TASK:
Can you lay out the records below as a Markdown table with the columns Row and Record line, covering everything from the line containing "For each instance of the rusty wheel" down to the end of the records and leaving out blank lines?

EXTRACTED INFORMATION:
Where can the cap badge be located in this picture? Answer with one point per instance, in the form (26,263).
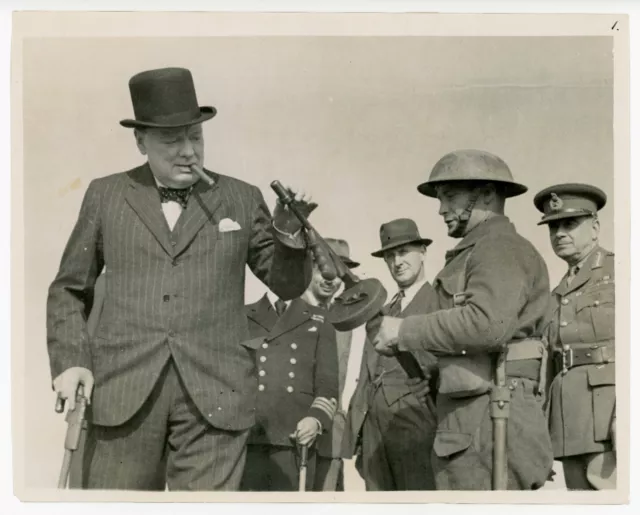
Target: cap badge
(555,203)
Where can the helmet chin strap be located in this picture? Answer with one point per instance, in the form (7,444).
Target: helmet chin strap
(465,216)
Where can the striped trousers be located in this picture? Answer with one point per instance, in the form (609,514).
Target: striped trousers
(167,444)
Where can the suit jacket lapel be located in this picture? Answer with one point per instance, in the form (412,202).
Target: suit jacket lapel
(144,199)
(298,313)
(263,314)
(204,202)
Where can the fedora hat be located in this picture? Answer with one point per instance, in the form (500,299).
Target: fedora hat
(341,248)
(569,201)
(399,232)
(165,98)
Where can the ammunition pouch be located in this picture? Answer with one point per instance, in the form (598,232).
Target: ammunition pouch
(469,376)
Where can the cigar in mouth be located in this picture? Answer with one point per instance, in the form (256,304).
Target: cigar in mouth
(198,171)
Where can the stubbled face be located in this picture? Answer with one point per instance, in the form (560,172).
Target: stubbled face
(171,152)
(454,199)
(320,288)
(573,238)
(406,263)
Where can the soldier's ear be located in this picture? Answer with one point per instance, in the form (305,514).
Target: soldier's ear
(139,135)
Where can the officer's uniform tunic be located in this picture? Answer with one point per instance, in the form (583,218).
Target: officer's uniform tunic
(582,396)
(296,360)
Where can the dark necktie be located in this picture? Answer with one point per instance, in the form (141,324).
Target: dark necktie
(395,308)
(181,196)
(573,271)
(281,307)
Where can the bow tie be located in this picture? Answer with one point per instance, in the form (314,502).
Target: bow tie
(181,196)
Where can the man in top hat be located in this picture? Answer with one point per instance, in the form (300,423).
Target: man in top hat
(581,332)
(299,386)
(493,295)
(172,390)
(329,475)
(390,428)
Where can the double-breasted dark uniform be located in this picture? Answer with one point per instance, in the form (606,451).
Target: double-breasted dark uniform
(296,360)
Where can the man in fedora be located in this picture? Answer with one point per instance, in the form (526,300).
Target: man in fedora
(172,390)
(493,294)
(299,385)
(581,332)
(390,427)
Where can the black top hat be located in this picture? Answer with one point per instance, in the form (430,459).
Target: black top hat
(569,201)
(399,232)
(165,98)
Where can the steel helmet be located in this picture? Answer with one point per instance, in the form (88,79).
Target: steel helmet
(471,165)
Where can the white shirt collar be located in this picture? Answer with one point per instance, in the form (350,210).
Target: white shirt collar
(273,298)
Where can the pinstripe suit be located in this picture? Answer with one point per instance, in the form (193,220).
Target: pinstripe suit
(173,307)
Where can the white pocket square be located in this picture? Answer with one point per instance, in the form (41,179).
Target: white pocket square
(226,225)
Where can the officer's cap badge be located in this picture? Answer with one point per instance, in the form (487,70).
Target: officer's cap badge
(555,204)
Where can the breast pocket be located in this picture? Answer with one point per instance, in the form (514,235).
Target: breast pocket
(595,312)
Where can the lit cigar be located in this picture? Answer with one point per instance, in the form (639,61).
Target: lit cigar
(202,175)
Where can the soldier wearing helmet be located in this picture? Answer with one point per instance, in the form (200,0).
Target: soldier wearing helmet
(581,333)
(493,296)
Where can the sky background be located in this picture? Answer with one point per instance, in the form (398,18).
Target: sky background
(356,122)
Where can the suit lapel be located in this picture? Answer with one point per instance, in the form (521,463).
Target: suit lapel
(204,202)
(263,314)
(298,313)
(144,199)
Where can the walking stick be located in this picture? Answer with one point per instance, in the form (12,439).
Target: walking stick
(302,477)
(76,424)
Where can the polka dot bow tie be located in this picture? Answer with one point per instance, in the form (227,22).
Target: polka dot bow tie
(181,196)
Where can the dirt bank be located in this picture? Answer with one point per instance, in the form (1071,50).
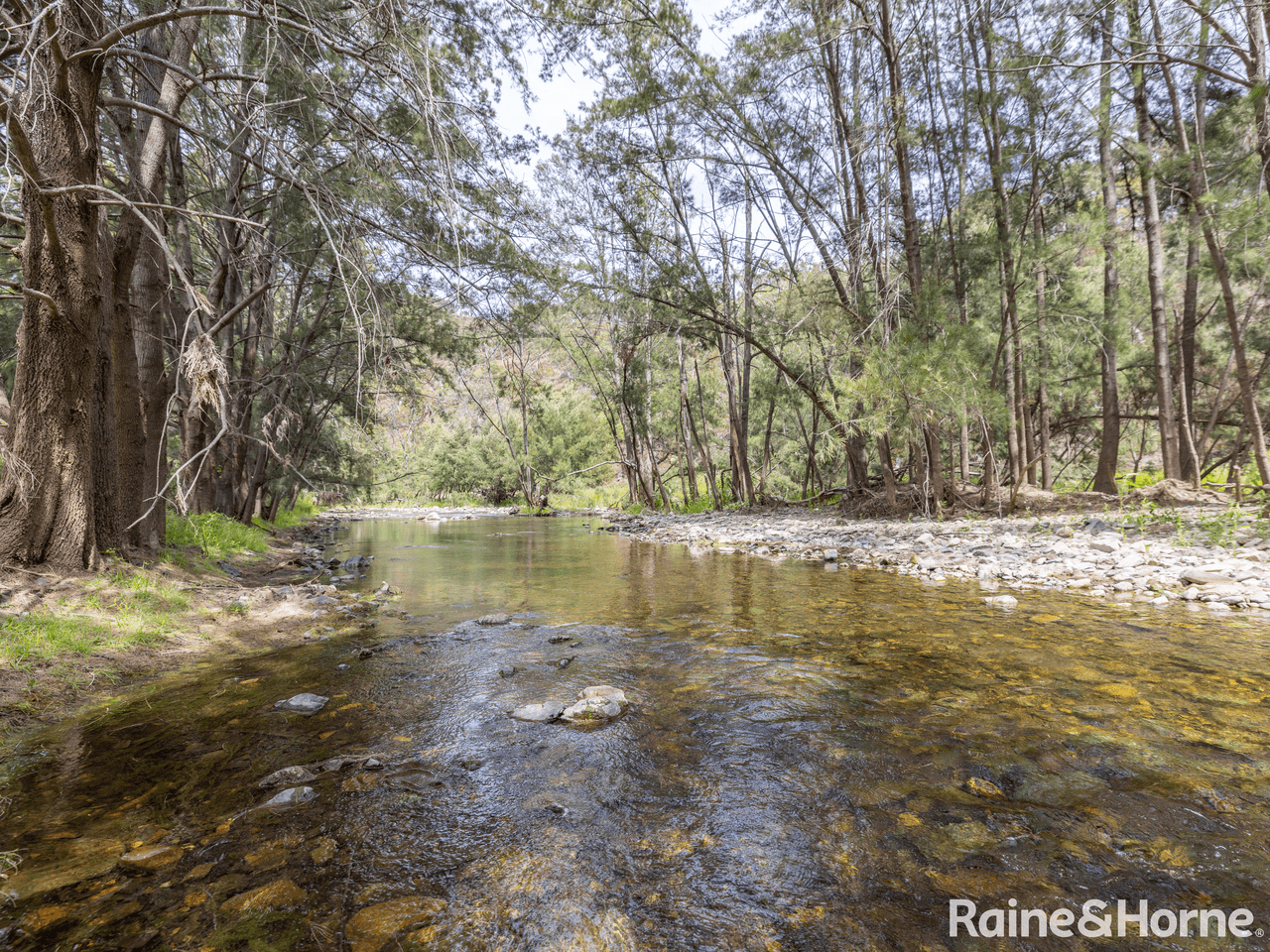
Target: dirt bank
(70,638)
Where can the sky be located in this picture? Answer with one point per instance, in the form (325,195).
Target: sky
(568,89)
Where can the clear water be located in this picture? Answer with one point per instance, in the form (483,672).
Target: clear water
(806,766)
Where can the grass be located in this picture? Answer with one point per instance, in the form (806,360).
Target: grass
(1220,529)
(139,611)
(216,535)
(303,512)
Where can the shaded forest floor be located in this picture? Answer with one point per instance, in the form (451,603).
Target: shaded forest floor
(964,500)
(72,638)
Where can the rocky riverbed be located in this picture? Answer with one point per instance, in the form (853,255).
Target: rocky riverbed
(1105,556)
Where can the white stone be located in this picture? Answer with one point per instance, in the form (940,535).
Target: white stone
(304,705)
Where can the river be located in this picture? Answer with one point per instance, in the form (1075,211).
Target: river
(812,760)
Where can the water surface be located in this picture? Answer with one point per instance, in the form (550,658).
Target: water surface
(815,760)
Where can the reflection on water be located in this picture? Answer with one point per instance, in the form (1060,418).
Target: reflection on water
(815,761)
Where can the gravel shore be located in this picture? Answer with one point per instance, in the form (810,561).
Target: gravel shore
(1107,556)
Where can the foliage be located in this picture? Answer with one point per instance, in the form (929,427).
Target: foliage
(216,535)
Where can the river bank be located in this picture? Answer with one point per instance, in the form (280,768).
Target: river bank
(1132,555)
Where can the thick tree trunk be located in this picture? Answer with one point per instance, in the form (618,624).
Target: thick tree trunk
(48,488)
(1109,449)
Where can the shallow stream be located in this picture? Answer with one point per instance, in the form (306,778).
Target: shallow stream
(813,760)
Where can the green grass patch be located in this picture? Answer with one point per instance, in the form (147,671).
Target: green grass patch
(216,535)
(303,512)
(118,616)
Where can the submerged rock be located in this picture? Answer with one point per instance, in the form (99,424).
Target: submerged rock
(540,714)
(282,893)
(303,703)
(372,927)
(601,702)
(150,860)
(287,774)
(290,798)
(1002,601)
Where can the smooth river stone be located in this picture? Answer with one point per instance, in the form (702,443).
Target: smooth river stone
(281,893)
(304,705)
(375,925)
(290,798)
(287,774)
(150,860)
(539,714)
(1198,576)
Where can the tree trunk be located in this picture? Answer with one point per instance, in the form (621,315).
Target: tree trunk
(1109,448)
(1153,227)
(48,488)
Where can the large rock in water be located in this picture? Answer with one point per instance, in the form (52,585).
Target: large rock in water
(290,798)
(307,705)
(1199,576)
(373,927)
(594,705)
(544,712)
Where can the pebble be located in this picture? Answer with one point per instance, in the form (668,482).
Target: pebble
(1084,555)
(290,798)
(304,705)
(541,714)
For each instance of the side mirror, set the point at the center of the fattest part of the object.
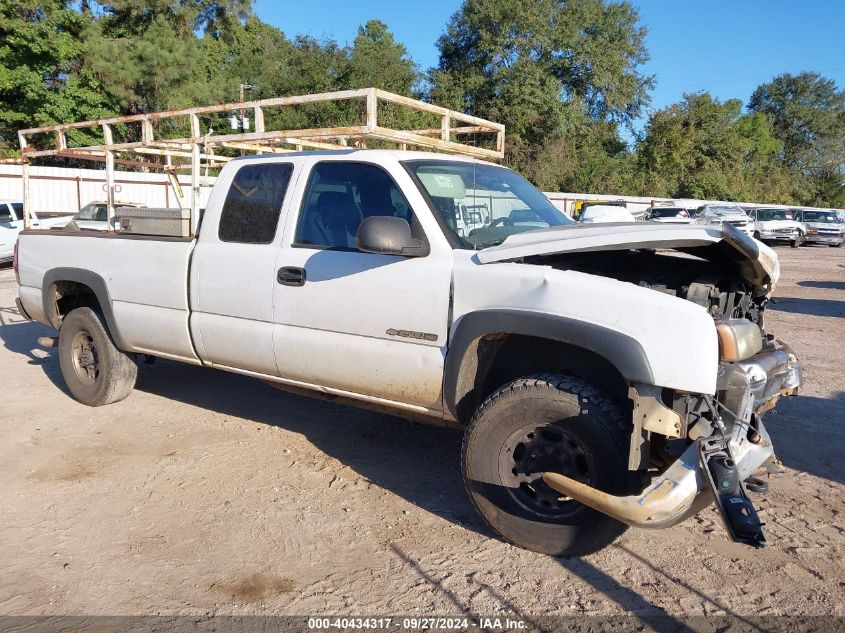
(388, 235)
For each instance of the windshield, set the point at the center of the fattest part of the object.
(669, 212)
(825, 217)
(766, 215)
(508, 203)
(93, 211)
(723, 210)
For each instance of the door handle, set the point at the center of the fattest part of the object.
(291, 276)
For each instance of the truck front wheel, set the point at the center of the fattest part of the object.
(95, 371)
(545, 423)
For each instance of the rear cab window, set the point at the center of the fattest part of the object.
(339, 196)
(253, 203)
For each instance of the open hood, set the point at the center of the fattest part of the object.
(757, 263)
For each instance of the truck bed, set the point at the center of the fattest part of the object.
(145, 278)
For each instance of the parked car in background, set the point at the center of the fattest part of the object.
(597, 213)
(718, 214)
(823, 227)
(11, 223)
(668, 215)
(777, 225)
(94, 215)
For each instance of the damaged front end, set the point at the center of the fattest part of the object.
(717, 442)
(701, 449)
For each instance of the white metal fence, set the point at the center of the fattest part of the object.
(62, 190)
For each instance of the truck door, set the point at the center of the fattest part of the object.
(233, 267)
(360, 322)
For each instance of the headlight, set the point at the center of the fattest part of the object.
(738, 339)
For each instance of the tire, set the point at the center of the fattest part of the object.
(95, 371)
(576, 430)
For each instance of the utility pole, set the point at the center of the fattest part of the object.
(241, 111)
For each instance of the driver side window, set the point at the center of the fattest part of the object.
(339, 197)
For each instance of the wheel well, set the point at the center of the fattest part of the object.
(69, 295)
(500, 358)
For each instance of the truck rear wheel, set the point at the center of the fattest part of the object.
(95, 371)
(547, 422)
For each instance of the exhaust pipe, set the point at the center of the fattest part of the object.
(671, 498)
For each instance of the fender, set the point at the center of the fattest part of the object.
(90, 279)
(622, 351)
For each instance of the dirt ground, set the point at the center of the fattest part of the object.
(210, 493)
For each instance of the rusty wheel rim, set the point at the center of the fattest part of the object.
(86, 362)
(537, 448)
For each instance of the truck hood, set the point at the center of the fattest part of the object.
(757, 263)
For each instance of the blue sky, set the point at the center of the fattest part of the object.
(725, 47)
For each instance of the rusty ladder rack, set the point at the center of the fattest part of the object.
(261, 140)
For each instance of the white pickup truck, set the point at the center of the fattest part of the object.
(604, 375)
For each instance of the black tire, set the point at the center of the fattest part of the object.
(576, 430)
(95, 371)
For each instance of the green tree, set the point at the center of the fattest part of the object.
(807, 112)
(703, 148)
(378, 60)
(525, 63)
(146, 52)
(41, 80)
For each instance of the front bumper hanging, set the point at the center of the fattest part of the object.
(693, 481)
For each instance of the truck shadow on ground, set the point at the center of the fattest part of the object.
(831, 285)
(21, 337)
(807, 436)
(813, 307)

RESULT OF THIS EXERCISE:
| Row | Record line |
|---|---|
| 1 | For each instance of the rusty wheel rim, set the point at the center of the fattest part of the object. |
| 2 | (86, 362) |
| 3 | (537, 448) |
| 4 | For each instance of the truck hood, set the point at the center of the fattest part of the object. |
| 5 | (757, 263) |
| 6 | For each instance of the blue sky, set the point at the center of the fattest part of the object. |
| 7 | (725, 47) |
| 8 | For each instance of the rusty ladder rack, set the point at the center of the fattest part of the object. |
| 9 | (261, 140) |
| 10 | For each instance of the white pickup truck, set the point at the center of the fattest part of the object. |
| 11 | (604, 375) |
| 12 | For each instance of the black tire, set the point at the center of the fattest part of the object. |
| 13 | (576, 430) |
| 14 | (95, 371) |
| 15 | For each instance of the green tree, set the point at the center of the fattest part of the object. |
| 16 | (807, 112) |
| 17 | (703, 148) |
| 18 | (378, 60) |
| 19 | (525, 63) |
| 20 | (146, 52) |
| 21 | (41, 80) |
| 22 | For each instance of the front bumper hanging, set the point at the center of the fattest part of the object. |
| 23 | (693, 481) |
| 24 | For each instance of the truck shadow on ground, set the point at the center of the fattest part of the object. |
| 25 | (831, 285) |
| 26 | (21, 337) |
| 27 | (807, 436) |
| 28 | (813, 307) |